*Data for this task*:
☆ ☆ ☆
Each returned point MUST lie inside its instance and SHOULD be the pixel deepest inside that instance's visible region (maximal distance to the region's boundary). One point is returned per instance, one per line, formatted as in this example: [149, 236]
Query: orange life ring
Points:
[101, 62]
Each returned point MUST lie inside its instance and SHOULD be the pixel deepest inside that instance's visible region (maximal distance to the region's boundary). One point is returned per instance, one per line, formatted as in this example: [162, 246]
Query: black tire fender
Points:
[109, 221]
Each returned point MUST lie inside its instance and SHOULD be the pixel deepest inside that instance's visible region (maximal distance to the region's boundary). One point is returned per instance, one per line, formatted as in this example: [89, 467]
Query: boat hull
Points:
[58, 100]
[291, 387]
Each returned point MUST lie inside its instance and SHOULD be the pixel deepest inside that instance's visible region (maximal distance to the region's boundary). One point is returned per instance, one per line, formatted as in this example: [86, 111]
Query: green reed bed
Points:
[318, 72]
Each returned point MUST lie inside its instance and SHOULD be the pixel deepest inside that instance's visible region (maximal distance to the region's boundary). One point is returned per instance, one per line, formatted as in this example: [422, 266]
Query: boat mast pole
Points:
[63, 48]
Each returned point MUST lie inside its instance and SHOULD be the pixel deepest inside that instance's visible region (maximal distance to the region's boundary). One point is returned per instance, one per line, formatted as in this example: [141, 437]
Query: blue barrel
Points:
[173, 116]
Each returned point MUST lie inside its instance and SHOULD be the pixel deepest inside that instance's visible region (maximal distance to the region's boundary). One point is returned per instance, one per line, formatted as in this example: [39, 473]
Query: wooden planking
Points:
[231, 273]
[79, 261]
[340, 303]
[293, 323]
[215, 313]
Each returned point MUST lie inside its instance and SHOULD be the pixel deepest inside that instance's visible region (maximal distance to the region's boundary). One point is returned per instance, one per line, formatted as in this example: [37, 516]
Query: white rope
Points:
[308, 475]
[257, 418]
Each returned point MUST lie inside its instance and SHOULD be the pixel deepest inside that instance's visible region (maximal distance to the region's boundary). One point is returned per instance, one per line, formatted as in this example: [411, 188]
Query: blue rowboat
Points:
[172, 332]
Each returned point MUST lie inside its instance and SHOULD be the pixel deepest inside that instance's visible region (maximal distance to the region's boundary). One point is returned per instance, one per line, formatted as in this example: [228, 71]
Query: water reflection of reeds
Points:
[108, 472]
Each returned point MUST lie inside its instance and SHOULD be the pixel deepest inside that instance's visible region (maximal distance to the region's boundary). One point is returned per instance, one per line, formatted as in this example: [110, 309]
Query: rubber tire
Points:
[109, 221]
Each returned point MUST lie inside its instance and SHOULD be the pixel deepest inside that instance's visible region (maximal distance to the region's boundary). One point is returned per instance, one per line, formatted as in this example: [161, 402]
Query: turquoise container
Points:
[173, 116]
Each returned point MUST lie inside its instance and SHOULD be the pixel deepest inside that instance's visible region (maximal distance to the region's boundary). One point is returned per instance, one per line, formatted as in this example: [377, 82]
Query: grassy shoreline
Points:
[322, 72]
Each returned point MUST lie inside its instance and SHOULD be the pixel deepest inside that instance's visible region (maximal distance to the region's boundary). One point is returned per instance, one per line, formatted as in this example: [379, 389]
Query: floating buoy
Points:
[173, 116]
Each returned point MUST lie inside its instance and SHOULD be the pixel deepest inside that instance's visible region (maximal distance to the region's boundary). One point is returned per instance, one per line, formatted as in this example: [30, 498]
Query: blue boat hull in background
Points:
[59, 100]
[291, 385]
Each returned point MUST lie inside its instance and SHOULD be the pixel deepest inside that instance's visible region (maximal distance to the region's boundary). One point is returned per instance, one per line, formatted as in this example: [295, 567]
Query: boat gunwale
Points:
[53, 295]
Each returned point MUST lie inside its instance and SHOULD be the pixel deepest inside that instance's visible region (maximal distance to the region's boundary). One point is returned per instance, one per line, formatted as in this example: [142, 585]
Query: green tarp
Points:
☆ ☆ ☆
*Task directions*: The lines above from the one with "example: [411, 188]" through the one with "Query: blue rowboat" are to be duplicated exactly, ends included, with nothing added.

*Solution below*:
Each returned point MUST lie inside its instance and SHOULD be the pixel deepest inside that instance's visible region (maximal distance to the region's boundary). One point is returned per instance, one per line, formatted as in this example: [411, 188]
Query: blue rowboat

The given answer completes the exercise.